§ **What is expected**: Please reproduce, exactly and with nothing added, the line containing "We need ground-truth boxes for the class cumulus" and every line after it to the end of the records.

======== Information given ========

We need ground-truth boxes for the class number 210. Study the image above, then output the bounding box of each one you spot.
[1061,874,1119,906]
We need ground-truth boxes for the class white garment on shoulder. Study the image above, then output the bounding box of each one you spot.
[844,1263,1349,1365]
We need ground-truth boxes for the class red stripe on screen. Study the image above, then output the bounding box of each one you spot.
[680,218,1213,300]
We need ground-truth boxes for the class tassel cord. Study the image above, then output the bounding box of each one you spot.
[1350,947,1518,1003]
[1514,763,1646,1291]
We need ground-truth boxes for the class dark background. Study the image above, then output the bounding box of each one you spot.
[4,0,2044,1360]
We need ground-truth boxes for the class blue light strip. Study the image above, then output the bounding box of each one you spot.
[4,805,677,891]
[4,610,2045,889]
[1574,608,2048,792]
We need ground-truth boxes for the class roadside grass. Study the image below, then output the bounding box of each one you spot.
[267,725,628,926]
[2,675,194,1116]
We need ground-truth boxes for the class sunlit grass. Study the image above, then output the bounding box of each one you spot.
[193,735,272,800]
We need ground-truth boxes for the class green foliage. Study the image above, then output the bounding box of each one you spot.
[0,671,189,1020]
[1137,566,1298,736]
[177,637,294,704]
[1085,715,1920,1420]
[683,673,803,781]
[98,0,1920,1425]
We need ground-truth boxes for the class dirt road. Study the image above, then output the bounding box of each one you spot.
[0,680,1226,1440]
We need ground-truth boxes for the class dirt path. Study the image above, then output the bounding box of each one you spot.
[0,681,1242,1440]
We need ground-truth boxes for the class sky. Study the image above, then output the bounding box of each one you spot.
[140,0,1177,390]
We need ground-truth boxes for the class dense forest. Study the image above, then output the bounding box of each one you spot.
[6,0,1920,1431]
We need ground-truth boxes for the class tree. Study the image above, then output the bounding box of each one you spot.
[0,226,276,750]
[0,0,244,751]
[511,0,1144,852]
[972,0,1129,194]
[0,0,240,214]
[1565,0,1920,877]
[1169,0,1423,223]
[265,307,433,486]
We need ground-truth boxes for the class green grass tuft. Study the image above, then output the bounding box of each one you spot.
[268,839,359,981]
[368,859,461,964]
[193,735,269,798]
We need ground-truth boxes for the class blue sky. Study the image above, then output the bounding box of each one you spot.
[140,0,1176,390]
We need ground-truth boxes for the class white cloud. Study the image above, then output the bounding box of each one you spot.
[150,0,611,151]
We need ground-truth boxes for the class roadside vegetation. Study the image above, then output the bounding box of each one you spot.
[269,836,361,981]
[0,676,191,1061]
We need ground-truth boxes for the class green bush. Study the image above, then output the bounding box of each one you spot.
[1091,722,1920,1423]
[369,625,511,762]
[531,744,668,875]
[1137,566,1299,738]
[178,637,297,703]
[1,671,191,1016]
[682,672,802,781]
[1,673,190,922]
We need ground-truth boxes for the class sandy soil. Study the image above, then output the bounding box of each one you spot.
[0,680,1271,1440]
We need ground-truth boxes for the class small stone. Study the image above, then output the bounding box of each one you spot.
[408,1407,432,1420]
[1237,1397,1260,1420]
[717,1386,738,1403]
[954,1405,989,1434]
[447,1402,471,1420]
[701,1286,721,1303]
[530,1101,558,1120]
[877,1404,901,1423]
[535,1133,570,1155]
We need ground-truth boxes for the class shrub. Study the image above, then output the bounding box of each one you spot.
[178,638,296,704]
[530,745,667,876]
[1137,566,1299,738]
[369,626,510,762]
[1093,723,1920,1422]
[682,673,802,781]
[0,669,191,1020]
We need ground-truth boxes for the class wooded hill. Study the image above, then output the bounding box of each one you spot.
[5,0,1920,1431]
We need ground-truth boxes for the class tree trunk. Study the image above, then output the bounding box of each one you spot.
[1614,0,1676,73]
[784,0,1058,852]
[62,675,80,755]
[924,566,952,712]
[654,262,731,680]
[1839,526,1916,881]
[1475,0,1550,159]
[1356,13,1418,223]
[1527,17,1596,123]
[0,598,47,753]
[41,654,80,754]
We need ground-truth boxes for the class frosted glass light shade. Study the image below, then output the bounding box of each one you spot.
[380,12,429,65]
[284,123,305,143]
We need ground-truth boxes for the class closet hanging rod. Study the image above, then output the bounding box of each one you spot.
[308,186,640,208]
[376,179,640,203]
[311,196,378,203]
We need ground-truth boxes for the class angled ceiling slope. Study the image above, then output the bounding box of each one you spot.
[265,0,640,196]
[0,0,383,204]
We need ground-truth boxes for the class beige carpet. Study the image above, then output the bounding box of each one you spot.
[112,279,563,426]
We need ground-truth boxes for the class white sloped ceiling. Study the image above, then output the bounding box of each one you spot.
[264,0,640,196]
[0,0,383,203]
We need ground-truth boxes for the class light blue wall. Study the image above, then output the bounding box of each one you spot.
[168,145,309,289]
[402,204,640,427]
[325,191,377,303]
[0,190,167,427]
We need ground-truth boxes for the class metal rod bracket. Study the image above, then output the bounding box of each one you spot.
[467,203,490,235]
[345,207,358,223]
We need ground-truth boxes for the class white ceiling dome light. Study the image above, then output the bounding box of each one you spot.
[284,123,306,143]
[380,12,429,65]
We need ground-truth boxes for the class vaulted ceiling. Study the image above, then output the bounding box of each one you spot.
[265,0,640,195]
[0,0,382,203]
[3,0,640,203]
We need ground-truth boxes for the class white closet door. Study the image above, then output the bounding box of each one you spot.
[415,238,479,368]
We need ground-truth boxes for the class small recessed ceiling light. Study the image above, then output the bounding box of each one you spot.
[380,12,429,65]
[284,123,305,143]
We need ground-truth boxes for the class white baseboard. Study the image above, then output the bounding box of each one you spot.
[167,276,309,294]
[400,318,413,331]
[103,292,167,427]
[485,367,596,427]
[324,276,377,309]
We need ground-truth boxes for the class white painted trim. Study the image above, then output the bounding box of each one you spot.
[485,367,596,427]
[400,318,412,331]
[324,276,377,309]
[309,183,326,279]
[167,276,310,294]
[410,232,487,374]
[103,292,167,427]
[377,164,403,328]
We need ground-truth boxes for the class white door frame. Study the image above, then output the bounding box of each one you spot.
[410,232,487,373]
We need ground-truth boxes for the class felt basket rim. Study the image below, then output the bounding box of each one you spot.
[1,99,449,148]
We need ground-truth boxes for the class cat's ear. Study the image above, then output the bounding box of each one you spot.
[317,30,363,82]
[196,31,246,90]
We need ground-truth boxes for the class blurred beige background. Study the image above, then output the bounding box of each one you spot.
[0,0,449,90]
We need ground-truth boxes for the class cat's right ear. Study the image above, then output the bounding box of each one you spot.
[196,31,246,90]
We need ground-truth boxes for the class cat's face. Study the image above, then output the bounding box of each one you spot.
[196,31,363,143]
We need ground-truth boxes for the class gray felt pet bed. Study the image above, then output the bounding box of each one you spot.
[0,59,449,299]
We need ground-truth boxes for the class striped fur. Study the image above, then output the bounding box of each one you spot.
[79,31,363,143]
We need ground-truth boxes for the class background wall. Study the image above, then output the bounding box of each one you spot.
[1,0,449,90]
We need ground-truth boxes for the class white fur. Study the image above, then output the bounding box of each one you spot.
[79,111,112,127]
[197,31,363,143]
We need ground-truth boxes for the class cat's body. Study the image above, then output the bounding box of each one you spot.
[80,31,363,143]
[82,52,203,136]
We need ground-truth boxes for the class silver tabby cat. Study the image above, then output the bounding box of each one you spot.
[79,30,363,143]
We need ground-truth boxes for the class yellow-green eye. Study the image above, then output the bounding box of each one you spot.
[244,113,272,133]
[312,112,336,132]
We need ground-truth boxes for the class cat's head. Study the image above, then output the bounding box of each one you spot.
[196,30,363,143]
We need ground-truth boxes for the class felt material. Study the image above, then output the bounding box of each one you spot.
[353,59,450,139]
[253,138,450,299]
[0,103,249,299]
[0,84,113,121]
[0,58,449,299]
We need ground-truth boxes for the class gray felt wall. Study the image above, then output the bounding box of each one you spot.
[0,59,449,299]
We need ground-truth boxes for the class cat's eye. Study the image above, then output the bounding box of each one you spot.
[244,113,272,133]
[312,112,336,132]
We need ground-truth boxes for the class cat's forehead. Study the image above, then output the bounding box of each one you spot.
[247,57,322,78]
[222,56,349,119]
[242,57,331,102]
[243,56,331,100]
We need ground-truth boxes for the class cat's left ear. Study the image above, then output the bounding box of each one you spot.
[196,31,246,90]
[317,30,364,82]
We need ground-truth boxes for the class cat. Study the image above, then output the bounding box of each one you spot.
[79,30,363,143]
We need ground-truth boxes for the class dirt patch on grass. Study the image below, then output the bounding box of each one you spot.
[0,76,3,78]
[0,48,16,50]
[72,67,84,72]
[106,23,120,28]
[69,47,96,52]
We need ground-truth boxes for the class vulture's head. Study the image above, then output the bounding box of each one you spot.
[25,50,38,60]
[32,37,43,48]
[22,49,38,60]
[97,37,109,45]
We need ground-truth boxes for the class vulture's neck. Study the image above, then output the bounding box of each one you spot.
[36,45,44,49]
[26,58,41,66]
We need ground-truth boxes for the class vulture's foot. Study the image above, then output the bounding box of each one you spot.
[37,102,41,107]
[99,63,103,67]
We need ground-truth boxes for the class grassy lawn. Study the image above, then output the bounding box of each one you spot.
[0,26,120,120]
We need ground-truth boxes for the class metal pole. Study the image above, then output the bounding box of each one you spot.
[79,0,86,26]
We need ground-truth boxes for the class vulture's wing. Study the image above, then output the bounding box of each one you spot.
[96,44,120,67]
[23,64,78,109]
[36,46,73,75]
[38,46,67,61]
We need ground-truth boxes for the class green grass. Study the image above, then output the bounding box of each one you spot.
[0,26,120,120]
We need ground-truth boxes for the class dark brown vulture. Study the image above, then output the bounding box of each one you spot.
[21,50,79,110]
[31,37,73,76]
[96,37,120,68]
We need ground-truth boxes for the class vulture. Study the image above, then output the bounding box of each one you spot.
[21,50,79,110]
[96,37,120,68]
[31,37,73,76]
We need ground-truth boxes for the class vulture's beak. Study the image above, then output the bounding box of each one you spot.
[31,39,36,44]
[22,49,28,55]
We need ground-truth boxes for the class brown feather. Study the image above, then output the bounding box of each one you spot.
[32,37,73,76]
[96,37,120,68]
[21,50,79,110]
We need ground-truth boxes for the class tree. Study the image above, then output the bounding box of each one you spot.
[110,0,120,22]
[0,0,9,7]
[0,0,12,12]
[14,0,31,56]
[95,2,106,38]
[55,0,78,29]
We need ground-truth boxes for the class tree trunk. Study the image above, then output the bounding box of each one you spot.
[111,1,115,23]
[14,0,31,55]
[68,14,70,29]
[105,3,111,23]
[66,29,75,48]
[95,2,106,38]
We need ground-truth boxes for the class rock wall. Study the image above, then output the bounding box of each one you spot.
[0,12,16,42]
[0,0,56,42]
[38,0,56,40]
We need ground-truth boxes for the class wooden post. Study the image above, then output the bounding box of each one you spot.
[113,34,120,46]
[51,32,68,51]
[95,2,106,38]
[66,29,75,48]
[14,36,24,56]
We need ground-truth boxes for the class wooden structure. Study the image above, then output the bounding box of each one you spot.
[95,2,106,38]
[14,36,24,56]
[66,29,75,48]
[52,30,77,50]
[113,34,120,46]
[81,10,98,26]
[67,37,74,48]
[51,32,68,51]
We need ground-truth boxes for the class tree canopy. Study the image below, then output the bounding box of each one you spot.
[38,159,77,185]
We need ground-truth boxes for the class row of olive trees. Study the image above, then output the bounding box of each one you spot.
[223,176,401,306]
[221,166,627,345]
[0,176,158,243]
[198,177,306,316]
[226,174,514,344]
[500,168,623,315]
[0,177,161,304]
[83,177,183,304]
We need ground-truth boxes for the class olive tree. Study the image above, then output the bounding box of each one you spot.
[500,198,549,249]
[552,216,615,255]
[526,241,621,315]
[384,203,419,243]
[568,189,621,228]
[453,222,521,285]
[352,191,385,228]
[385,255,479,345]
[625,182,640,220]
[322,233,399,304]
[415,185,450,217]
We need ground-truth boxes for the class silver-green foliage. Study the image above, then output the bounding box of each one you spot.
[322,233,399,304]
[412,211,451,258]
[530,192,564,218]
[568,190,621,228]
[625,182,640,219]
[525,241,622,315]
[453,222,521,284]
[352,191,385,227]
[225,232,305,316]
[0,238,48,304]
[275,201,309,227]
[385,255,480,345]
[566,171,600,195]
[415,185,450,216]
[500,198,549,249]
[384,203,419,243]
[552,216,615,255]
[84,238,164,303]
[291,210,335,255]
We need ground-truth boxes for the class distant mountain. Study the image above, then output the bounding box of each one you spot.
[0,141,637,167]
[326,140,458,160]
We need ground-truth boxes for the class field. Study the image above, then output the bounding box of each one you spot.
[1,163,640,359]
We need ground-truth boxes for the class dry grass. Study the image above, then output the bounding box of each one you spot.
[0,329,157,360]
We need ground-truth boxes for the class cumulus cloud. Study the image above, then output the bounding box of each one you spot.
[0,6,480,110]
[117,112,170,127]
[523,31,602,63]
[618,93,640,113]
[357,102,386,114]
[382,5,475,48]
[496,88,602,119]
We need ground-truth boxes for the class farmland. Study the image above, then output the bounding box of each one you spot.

========

§ **Response to the exercise**:
We need ground-truth boxes for the class cumulus cloud. Study the image above, then output the bounding box of each one you spot.
[0,6,480,110]
[117,112,170,127]
[523,31,602,63]
[618,93,640,113]
[357,102,386,114]
[382,5,475,48]
[496,88,602,119]
We need ground-truth boxes for the class farmland. Study the image above, then output the bounding box of each one you spot.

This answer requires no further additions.